# [TASK]
Copy every row below line for line, changing nothing.

# [INPUT FOR THIS TASK]

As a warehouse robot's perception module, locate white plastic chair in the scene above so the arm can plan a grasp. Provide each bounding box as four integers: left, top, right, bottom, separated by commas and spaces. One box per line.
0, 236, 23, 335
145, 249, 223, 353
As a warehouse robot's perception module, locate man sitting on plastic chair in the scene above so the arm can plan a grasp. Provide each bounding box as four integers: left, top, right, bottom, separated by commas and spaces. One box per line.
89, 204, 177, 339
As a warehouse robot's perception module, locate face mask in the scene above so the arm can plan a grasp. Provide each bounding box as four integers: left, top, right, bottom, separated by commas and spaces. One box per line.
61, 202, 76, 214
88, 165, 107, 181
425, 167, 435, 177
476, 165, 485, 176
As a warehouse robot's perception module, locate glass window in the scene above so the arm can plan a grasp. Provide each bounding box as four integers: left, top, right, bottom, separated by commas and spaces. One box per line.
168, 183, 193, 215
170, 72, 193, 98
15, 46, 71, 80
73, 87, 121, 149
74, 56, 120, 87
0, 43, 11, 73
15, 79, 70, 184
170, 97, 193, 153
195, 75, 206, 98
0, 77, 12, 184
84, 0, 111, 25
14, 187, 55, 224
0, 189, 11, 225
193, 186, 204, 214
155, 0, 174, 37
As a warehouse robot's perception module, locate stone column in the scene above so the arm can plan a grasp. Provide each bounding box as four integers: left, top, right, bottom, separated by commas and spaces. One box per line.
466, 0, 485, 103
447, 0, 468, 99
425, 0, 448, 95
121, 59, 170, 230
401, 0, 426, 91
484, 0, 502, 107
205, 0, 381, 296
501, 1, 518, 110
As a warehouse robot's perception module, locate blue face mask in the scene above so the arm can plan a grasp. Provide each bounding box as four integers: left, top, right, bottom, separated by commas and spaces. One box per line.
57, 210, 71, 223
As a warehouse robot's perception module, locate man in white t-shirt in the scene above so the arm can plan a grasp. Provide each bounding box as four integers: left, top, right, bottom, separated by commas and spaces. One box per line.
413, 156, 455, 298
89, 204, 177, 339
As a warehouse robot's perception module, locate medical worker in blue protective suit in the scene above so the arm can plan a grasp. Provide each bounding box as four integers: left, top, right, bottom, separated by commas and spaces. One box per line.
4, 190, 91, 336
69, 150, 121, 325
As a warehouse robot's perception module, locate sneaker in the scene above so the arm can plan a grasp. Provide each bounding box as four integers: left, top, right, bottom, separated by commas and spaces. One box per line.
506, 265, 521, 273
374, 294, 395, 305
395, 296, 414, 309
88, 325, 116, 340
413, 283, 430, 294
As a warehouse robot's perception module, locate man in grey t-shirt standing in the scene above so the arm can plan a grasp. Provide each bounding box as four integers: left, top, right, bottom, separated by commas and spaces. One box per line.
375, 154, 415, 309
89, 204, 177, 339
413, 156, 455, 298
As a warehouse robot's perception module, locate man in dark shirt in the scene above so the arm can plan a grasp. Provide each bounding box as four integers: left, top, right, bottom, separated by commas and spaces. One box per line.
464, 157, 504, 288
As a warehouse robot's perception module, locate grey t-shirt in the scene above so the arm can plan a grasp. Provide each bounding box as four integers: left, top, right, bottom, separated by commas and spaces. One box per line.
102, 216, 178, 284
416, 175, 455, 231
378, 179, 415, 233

# [RESPONSE TO THE EXERCISE]
As a warehouse robot's perception module, locate white plastic chair in the scene above so the arm can plan a grasp. Provide each bounding box as four integers: left, top, right, bottom, separated by commas and spaces. One box per line.
0, 236, 23, 335
145, 249, 223, 353
As a warehouse robot's perception module, locate man sitting on plastic chair in the scene above so the arm can plan a grasp. Provide each bounding box as four integers: left, top, right, bottom, separated by commas and spaces. One box per line.
89, 204, 177, 339
As a warehouse robot's perception module, locate face mask in the scene above so the arm can plan a grasp. Provide each bounding box as four integers: left, top, right, bottom, separated by commas and spaces. One box per line.
61, 202, 76, 214
88, 165, 107, 181
425, 167, 435, 177
476, 165, 485, 176
As a warehouse robot's perception module, locate glass window in the scene above so the arm can plan a grasp. Provide each bounding box as four integers: left, top, right, bottom, separated by commas and spaces. One box per line.
168, 183, 193, 215
170, 72, 193, 98
15, 46, 71, 80
73, 87, 121, 149
74, 56, 120, 87
0, 43, 11, 73
15, 79, 70, 184
170, 97, 193, 153
195, 75, 206, 98
0, 77, 12, 184
84, 0, 111, 25
14, 187, 55, 224
0, 189, 11, 225
193, 186, 204, 214
155, 0, 174, 37
As a warehouse robot's perception module, locate stone column in the scene above so the arm can plan a grasp. Provide each bounding box as four integers: left, top, right, bottom, separated by commas and spaces. One box per line.
466, 0, 485, 103
447, 0, 468, 99
425, 0, 448, 95
121, 59, 170, 230
401, 0, 426, 91
484, 0, 502, 107
205, 0, 381, 296
501, 1, 518, 110
As a warehouse robot's perception module, locate blue face mask in the scene above so the arm can plan a grasp. Provide each bounding box as four integers: left, top, right, bottom, separated by commas and spaces. One box per line.
57, 210, 71, 223
As a warehouse robot's perception module, locate man in white t-shirt in the scene above so the arm can plan a grasp. Provide each bounding box as four integers: left, top, right, bottom, separated by commas and spaces. One box per line.
413, 156, 455, 298
89, 204, 177, 339
As a warehouse robot's perception module, locate medical worker in blue protective suit in the scene above so the arm can plan a grasp. Provide each bounding box as four integers: left, top, right, bottom, separated by commas and spaces. One box per line.
4, 190, 91, 336
69, 150, 121, 325
As a warehouse robot's perception module, locate sneaker in the scene above so the arm can plan a grasp. Provide each bounding box as four integers: left, top, right, bottom, separated by commas and spaces. One box per line.
506, 265, 521, 273
374, 294, 395, 305
395, 296, 414, 309
88, 325, 116, 340
413, 283, 430, 294
As a warehouse robot's perception module, locate man in grey t-shirt standing in the scene above so the arm can plan a grasp. Provide each bounding box as four integers: left, top, right, bottom, separated by commas and spaces. One box per line.
375, 154, 415, 309
89, 204, 177, 339
413, 156, 455, 298
As a warehouse robot's perception module, locate man in dark shirt in the scene above so the arm can plan a grasp. Provide each bounding box as four integers: left, top, right, bottom, separated by commas and spaces. One box per line.
464, 157, 504, 288
As a warehouse robot's perception module, locate grey t-shirt in the scene above so the arm can plan a grasp. Provide each bounding box as four integers: left, top, right, bottom, separated by commas and spaces. One box per line.
102, 216, 178, 284
416, 175, 455, 231
378, 179, 415, 233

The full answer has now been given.